■ WHAT THE TASK ASKS: A faithful transcription of all lines below is the expected answer.

#### DATASET EXTRACT

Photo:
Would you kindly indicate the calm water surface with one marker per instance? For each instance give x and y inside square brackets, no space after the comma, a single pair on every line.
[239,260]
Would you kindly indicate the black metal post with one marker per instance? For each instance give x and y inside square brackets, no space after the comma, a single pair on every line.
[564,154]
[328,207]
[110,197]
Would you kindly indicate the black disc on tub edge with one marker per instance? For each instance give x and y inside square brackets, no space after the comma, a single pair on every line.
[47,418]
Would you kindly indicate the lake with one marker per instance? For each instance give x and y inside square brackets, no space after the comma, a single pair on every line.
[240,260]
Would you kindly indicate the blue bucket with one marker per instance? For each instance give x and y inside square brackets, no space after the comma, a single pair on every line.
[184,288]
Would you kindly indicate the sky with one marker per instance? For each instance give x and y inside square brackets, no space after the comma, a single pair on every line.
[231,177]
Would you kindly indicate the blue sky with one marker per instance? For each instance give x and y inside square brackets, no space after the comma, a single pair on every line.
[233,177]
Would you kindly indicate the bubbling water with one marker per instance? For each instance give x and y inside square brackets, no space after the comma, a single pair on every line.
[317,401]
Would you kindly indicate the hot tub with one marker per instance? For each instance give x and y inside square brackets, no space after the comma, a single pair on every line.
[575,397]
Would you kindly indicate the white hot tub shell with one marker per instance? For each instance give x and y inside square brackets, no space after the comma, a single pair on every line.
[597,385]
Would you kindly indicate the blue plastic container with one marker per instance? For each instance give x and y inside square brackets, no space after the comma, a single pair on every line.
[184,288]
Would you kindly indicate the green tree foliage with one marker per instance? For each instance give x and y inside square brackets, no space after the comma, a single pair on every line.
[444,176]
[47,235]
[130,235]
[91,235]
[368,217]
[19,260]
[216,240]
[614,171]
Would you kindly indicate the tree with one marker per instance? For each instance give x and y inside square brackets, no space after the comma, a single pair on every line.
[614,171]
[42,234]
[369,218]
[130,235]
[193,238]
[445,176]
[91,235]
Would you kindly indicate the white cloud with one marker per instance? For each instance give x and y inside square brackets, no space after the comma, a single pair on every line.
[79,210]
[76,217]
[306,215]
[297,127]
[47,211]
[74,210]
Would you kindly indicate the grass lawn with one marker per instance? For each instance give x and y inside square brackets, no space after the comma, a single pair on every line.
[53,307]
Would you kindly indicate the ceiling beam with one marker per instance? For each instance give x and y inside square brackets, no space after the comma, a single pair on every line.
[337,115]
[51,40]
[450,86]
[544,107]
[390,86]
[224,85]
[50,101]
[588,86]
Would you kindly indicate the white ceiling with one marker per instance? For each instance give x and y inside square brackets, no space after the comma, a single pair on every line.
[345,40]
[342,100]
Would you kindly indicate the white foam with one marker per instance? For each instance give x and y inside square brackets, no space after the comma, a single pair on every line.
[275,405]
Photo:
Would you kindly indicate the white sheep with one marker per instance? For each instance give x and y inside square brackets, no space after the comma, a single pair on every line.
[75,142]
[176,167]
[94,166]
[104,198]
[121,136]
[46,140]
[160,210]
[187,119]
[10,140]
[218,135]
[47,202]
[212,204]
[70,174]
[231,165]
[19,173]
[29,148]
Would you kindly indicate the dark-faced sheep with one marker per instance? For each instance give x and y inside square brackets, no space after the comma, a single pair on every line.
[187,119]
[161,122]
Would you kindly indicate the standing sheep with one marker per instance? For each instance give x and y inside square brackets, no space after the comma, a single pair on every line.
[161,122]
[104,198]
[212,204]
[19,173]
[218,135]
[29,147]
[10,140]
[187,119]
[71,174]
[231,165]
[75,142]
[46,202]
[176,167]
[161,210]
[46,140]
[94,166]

########

■ WRITTEN REPLY:
Photo:
Would you kindly indicate the calm water surface with one marker per instance? For each instance give x and y inside square brackets, no space after the comma, a single pair on every line.
[239,260]
Would you kindly indicate the black metal post with one marker per instance? For each instance give x and y inside square brackets, no space after the comma, a single pair on every line.
[564,154]
[328,207]
[110,197]
Would you kindly indicate the black disc on tub edge with one marker per instance? For each instance give x and y inside square brackets, no space after the comma, a single pair on every line.
[47,418]
Would you kindly indicate the lake with one marker per instance? For each instance give x and y inside square brackets, no space after the comma, a single pair on every line.
[240,260]
Would you kindly indicate the blue bucket with one marker per instance? For each instance give x and y inside square brackets, no space after the comma, a single pair on every line.
[184,288]
Would you kindly indicate the sky with one marker per instance? For each instance give x and y inside square brackets, no space after the comma, a single pair on every line.
[231,177]
Would you kindly indicate the blue sky with one marker per instance? For each instance give x and y inside square brackets, no space after the comma, a single pair on every line.
[233,177]
Would you kindly indicate the bubbling water with one marker per instance? For each instance give x and y inside square brackets, no space after the comma, a single pair on every line.
[317,401]
Would you kindly indicate the hot tub with one marker per instance? For each instance give x and y inside square brackets, no space after the comma, a single pair on every line.
[575,397]
Would you kindly indicate the white hot tub shell with one marker per instance? For each instance give x and y inside square brackets, no space after the comma, a single pair on every line.
[597,385]
Would you kindly indicate the blue plastic container with one marker per instance? For each instance give x and y inside square brackets, no space after the comma, a single pair on every line.
[184,288]
Would you kindly indicate the green tree foliage with one marker per instance? For each instance give x and y inside square brackets, no space after the comma, a single pair on every line.
[444,176]
[47,235]
[130,235]
[91,235]
[368,217]
[19,260]
[216,240]
[614,171]
Would you kindly indicate the tree with one marker per instance? For each instance give x and y inside square brackets, no space after the comma, a single pair on every line.
[614,171]
[42,234]
[369,218]
[130,235]
[193,238]
[445,176]
[91,235]
Would you kindly indicate the white cloud with one marker per instance? For each instance give x and y inside square brackets, no space after the comma, a single pair on every line.
[79,210]
[76,217]
[306,215]
[297,127]
[47,211]
[74,210]
Would you kindly indicate the grass lawn with one marker per instance? For each instance give x and y inside square brackets, no space after the comma, a single pair on every line.
[53,307]
Would you kindly indicate the ceiling beam with one marker per instance? For each instance give x and y inside square brackets, no space after the comma, a single pair on every line.
[337,115]
[51,40]
[450,86]
[544,107]
[390,86]
[224,85]
[50,101]
[588,86]
Would you kindly indicate the white ceiling with one marker per instance? For each instance give x and y inside square brackets, no space after the comma, a single pair on every line.
[345,40]
[342,100]
Would you kindly indicate the white foam with one marker per instance? For each instance give x and y inside square brackets, no space after the comma, a single pair on every line.
[275,405]
Photo:
Would you kindly indicate the white sheep with one marker per instance? For each instance give x and y inside square brackets, no space after the comma, a single pair on every line.
[75,142]
[176,167]
[94,166]
[104,198]
[121,136]
[46,140]
[160,210]
[187,119]
[10,140]
[218,135]
[47,202]
[212,204]
[70,174]
[231,165]
[19,173]
[29,148]
Would you kindly indicate the dark-faced sheep with one marker per instance? For each instance give x and y inside square brackets, no space after the comma, a single pair on every line.
[187,119]
[161,122]
Would you kindly indicate the standing sheep with one marker per instance? For each instance give x and y inside square brackets, no space after the comma, a single pair on every line.
[161,122]
[104,198]
[212,204]
[19,173]
[218,135]
[29,147]
[10,140]
[187,119]
[71,174]
[231,165]
[75,142]
[46,202]
[176,167]
[161,210]
[46,140]
[94,166]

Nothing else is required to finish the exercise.